** Start **
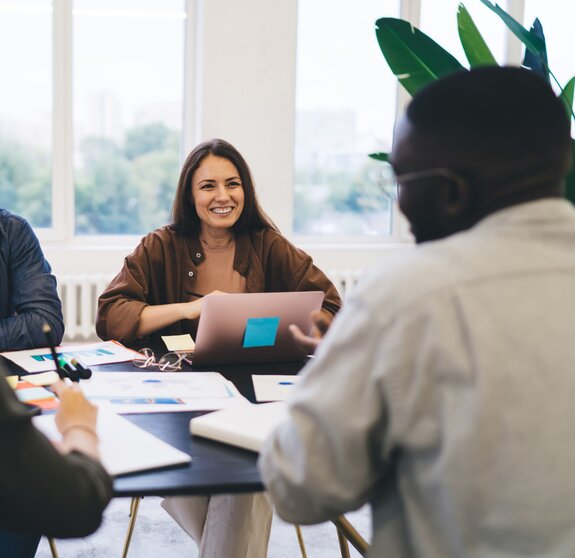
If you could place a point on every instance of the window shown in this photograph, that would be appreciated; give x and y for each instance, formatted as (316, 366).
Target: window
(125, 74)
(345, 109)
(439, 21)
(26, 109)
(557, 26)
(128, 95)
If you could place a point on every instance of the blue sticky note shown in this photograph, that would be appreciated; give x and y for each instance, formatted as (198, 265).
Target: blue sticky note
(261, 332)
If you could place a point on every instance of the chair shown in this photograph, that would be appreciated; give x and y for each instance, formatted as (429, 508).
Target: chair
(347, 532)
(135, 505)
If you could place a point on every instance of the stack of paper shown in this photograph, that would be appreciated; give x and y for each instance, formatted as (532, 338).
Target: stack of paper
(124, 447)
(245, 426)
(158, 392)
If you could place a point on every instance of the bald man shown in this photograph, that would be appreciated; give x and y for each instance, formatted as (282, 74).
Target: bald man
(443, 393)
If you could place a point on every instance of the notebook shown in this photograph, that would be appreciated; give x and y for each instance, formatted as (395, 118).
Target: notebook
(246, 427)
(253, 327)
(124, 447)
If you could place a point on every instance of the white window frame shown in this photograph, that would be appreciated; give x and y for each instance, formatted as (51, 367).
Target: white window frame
** End **
▸ **What is required**: Rewrite all of the data above, replacing "stack of paper" with "pile of paper" wherever it occurs and keeping everything else unchanged. Leave the pictures out.

▸ **Response to the exercise**:
If you could place a point on every instance of the window shown in this photograph, that would be appreciated; give x and y for each instance, formatted as (316, 366).
Target: window
(125, 74)
(345, 109)
(439, 21)
(26, 109)
(557, 26)
(128, 95)
If you could place a point on every instance of the blue sticky note shown in this photograph, that would be appreciated; give x and y for each instance, formatted as (198, 265).
Target: blue sticky note
(261, 332)
If you could place a point on every instance of the chair shown in this photograph, that would be appreciated; give x and y for each instance, formatted as (429, 508).
Target: chair
(347, 532)
(135, 505)
If you could place a point on every instance of the pile of paper shown in this photograph, that would be appreciated; give x and y for each instance, formatted as (532, 338).
Target: pile of paper
(124, 447)
(245, 426)
(158, 392)
If you could place a point on every instance of the bald man shown in this photograph, that would be appreciated; give x and y for each instance, formatted as (282, 74).
Target: bald man
(443, 393)
If you could place a point on every instance of the notebook shown in this photograph, that would be appreciated; give x and y for each instance, formatted as (395, 118).
Target: notebook
(246, 427)
(253, 327)
(124, 447)
If you could place a point on every instance of the white window frame shown in this photograph, that would be appreciated; give x and y for each instance, formatted as (51, 367).
Target: white window frame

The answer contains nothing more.